Celebrating the Lunar New Year During COVID
Many around the world will celebrate the Lunar New Year, as they always do. There are numerous names to the Lunar New Year in different countries, but they all revolve around the same calendar, or the moon in this case. Like many other New Year celebrations, it is a symbol of bidding goodbye to the old year’s bad luck and misfortunes and starting fresh with good luck and happiness. These celebrations are often accompanied by large reunion parties with friends, family and sometimes strangers who just happened to be invited. For many Asian American communities, it is one of many events that still connects them to the homeland.
Leading up to the New Year is always a tedious but exciting process. From frantically buying groceries and decorations, cooking for days for a big reunion dinner, thoroughly cleaning the house to sweep away the bad luck to make way for good luck, it is all a giddy adrenaline inducing event. It is a happy, frustrating and satisfying process at the same time. People use the Lunar New Year as an opportunity to reconnect with distant family and family friends who haven’t been seen in years. Gift giving happens with the elders giving red envelopes to the children. It is also common for some families to pile into cars after the big dinner and go to a temple, often a Buddhist temple, to light the first incense of the year and pray for good luck from the gods and goddesses, all while it’s accompanied by firecrackers and lion dances at the gate. Doing this means being packed like sardines in what would be an otherwise empty temple, choking on incense fumes and not moving for what seems to be an eternity. It’s part of what makes the Lunar New Year experience so unique. It is Christmas, Thanksgiving and New Year’s rolled into one giant holiday. It’s a time where everyone will come back home and help clean the house from the top to the bottom.

* ENTRIES PROVIDED:
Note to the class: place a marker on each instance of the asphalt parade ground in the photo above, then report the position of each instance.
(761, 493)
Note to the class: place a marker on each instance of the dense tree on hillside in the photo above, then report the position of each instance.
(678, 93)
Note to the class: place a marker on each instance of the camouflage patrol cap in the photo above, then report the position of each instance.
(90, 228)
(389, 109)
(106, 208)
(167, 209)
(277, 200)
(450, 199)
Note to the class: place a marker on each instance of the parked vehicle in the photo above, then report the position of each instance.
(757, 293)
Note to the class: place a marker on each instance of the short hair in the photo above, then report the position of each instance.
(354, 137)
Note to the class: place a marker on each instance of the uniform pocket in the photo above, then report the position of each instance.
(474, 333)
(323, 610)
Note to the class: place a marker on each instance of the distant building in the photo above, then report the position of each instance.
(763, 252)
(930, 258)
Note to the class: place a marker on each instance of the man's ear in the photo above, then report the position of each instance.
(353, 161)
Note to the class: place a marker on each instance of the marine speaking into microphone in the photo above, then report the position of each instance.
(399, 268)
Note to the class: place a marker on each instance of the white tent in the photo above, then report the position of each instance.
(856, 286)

* INSTRUCTIONS FOR THE TASK: Carry the essay on celebrating the Lunar New Year during COVID forward, starting right after its final sentence. These rows have no connection to the Lunar New Year essay.

* EXERCISE RESPONSE:
Adding to the hectic nature of preparing for the New Year, is digging through endless stacks of red envelopes and finding a pack with the perfect meaning and symbolism, going to banks exchanging old bills for fresh ones and speeding from flower shop to flower shop to find the perfect bunch before someone else does. It’s a race against time every year, and there is bound to be a toddler being dragged through the store, slowing down the family by asking if they can get that tart candy that they like. Trying to remember certain things to avoid is a bit like playing a game of telephone with your grandma. You’ll try and do your best to do something a certain way, but it’s almost inevitable that someone will come along and fix something you didn’t know you did wrong.
But this year is different. There will be no big reunions with bouncing music for many families, few red envelopes exchanging hands and no being packed like sardines in smoke-filled temples. While the bright red decorations will still be up in many places like stores, restaurants, homes and streets, they are all missing one common denominator. A crowd of people joyfully greeting each other. In place of gatherings will be tiny Zoom calls and family asking for tech help from their kids. There won’t be the rowdiness of talking over each other over the table, deafening laughter or the entertainment of aunts and uncles fighting to pay the bill. It will all have to be done in an orderly fashion so everyone can get a word in without being cut out by accident. Looking back, this year’s celebrations will be bittersweet for many. There will be families mourning the loss of a loved one from the pandemic while trying to ring in the Lunar New Year with hopes of luck and fortune.
The vestiges of happy celebrations are all there, but the possibility of becoming sick and passing it on to the matriarchs and patriarchs is too great for many families. Stories, memories and years of wisdom would be lost. Instead, celebrations will be limited to a single household with everyone hoping that the next year will bring enough good luck so that we can all have loud chaotic dinners again.